→ **GIVEN DATA**:
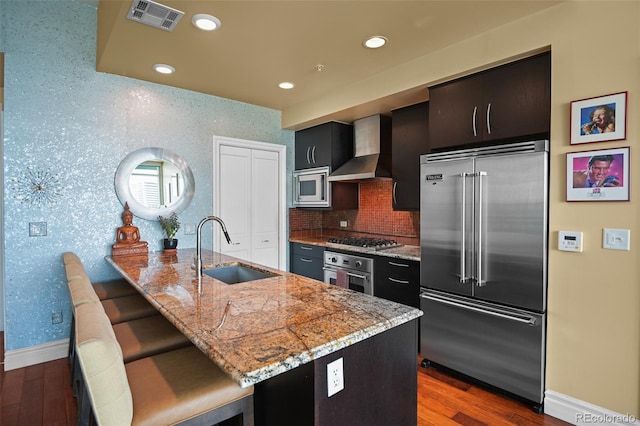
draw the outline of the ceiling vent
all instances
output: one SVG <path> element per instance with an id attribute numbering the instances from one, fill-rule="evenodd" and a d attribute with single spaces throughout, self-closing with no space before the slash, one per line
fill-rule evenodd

* * *

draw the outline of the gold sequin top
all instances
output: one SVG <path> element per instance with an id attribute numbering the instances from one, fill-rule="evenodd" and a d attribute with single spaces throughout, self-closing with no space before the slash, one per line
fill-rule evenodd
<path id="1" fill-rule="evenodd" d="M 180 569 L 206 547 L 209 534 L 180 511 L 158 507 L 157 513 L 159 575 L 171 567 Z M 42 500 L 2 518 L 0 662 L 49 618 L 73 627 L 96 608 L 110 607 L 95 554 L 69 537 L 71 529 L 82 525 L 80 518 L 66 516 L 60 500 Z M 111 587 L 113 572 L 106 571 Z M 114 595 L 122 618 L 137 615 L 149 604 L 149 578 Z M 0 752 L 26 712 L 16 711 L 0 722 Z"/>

--

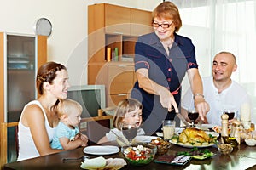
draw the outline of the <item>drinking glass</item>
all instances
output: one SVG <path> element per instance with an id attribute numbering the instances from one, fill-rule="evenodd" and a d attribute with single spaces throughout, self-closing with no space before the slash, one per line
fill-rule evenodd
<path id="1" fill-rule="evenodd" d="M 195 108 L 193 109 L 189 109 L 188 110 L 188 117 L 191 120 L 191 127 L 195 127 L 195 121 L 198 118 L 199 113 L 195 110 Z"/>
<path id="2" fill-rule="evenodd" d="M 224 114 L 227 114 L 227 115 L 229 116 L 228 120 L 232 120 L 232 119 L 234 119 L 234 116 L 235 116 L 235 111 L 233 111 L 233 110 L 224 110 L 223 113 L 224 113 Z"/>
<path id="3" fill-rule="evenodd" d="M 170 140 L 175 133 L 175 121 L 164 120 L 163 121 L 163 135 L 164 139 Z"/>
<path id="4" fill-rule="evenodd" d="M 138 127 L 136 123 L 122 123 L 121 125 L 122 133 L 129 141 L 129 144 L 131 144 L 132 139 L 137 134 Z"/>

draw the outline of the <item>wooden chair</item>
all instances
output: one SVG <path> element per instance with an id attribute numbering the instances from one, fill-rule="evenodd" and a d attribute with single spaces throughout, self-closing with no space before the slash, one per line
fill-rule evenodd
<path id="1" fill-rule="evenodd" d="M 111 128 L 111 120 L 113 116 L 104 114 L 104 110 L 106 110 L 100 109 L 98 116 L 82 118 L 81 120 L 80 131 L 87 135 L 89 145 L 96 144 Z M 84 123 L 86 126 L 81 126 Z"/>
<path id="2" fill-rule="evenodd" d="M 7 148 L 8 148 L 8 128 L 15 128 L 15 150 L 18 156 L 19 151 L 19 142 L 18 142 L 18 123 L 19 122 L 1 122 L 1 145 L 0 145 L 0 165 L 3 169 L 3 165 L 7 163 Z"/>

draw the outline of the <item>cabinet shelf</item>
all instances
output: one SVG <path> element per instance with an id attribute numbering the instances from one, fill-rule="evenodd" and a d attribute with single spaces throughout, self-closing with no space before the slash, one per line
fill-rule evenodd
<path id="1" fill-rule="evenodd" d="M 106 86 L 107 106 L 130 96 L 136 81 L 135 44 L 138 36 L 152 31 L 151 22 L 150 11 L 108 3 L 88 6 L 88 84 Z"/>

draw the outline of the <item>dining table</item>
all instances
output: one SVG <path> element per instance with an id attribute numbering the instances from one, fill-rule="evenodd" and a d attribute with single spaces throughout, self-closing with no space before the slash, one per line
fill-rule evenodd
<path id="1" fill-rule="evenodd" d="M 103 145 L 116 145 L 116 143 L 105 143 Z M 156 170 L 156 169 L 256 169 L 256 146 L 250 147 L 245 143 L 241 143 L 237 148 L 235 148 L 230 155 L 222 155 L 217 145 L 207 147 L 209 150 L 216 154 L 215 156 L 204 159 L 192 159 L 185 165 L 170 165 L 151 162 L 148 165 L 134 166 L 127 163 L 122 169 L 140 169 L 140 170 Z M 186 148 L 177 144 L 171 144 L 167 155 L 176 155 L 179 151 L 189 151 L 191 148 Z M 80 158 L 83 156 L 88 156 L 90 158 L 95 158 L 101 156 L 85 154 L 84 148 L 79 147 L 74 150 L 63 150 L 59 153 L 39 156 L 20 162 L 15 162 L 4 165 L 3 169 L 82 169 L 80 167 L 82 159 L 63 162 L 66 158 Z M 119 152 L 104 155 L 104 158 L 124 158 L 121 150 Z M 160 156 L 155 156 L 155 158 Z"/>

→ **WHAT TO WORK ON**:
Please put the lines into a JSON list of strings, one string per line with blank lines dropped, starting with the line that contains "draw the outline of the <item>wooden" and going on through the line that contains "106 86 L 107".

→ **SOLVED EXERCISE**:
[
  "draw the outline of the <item>wooden chair</item>",
  "all instances",
  "output: one SVG <path> element per instance with an id attribute numbering the instances from one, fill-rule=\"evenodd\" and a d attribute with single spaces throughout, self-closing with no space before the slash, one per line",
  "fill-rule evenodd",
  "<path id=\"1\" fill-rule=\"evenodd\" d=\"M 111 128 L 111 120 L 113 116 L 104 114 L 104 110 L 106 110 L 100 109 L 98 116 L 82 118 L 81 120 L 80 131 L 87 135 L 89 145 L 96 144 Z M 84 123 L 86 126 L 81 126 Z\"/>",
  "<path id=\"2\" fill-rule=\"evenodd\" d=\"M 7 148 L 8 148 L 8 128 L 15 128 L 15 150 L 18 156 L 19 151 L 19 142 L 18 142 L 18 123 L 19 122 L 1 122 L 1 145 L 0 145 L 0 165 L 3 169 L 3 165 L 7 163 Z\"/>",
  "draw the outline of the <item>cabinet shelf</item>",
  "all instances",
  "output: one SVG <path> element per instance with an id attribute numbering the instances from one, fill-rule=\"evenodd\" and a d attribute with single spaces throughout, self-closing with no space before the slash, one per line",
  "fill-rule evenodd",
  "<path id=\"1\" fill-rule=\"evenodd\" d=\"M 106 86 L 107 106 L 130 96 L 136 81 L 135 44 L 138 36 L 152 31 L 151 22 L 150 11 L 108 3 L 88 6 L 88 84 Z\"/>"
]